- ASSIGNMENT
Go through the material and pull out every line with the string "roof" in it.
-*-
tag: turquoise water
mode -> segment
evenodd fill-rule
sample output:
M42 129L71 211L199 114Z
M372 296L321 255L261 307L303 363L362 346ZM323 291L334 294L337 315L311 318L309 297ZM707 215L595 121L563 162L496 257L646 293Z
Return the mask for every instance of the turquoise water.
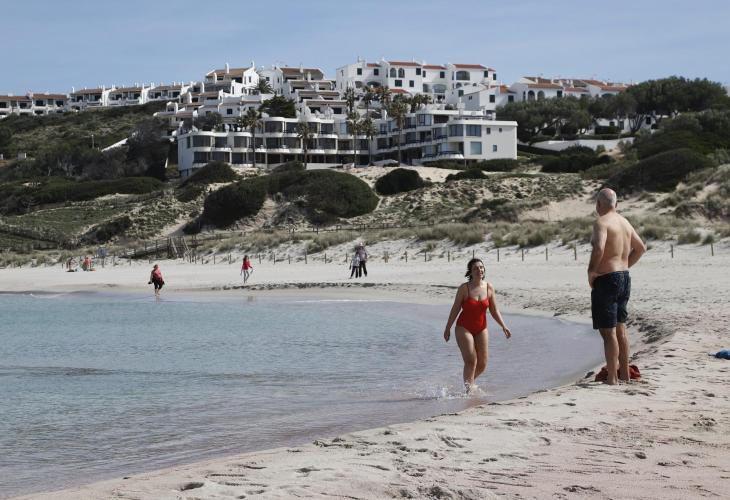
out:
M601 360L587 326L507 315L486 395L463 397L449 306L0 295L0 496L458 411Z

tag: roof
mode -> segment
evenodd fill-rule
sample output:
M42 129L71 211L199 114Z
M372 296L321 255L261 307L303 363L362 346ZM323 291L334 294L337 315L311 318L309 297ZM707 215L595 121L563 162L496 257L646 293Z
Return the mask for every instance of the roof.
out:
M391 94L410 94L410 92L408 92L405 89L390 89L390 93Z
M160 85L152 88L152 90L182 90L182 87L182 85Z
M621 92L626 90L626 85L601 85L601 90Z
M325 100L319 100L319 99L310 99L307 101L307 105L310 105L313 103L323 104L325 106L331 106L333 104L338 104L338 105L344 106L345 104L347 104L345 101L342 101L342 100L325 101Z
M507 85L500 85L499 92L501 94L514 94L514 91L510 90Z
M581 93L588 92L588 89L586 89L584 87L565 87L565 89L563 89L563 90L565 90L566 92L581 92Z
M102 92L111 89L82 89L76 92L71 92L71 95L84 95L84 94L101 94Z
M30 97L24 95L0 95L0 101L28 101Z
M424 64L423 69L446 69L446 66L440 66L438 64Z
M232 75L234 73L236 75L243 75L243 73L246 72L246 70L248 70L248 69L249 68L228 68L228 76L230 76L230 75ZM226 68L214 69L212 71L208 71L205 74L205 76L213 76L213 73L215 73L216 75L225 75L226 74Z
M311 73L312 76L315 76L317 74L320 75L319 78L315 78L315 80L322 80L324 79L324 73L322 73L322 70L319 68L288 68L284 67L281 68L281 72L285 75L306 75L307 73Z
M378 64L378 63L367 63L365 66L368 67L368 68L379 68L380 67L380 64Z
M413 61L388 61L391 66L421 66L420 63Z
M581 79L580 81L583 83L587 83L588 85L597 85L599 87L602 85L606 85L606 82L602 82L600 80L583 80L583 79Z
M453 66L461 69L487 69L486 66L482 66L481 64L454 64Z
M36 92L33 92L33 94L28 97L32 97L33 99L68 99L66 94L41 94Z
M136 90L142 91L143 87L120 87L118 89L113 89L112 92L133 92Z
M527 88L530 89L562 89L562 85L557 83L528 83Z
-*-
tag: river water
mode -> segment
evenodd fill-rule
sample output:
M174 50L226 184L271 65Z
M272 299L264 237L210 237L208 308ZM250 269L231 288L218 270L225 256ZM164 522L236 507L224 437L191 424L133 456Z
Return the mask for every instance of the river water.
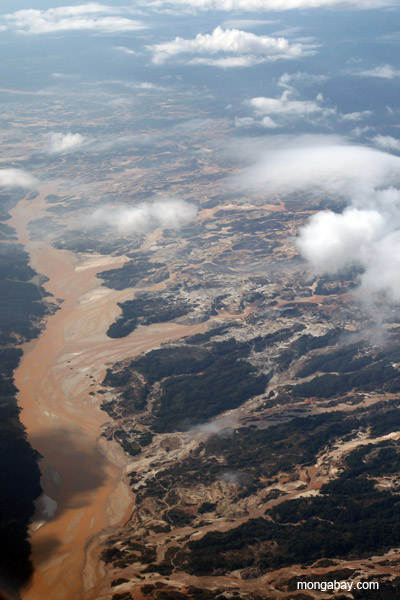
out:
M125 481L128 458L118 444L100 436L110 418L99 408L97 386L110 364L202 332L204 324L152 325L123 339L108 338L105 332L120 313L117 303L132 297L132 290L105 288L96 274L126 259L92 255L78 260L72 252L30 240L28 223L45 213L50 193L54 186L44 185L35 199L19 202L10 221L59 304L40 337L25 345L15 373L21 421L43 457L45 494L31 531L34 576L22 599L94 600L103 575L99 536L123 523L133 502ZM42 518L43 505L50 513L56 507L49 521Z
-*-
- EXPECTED ANSWER
tag: roof
Return the mask for every instance of the roof.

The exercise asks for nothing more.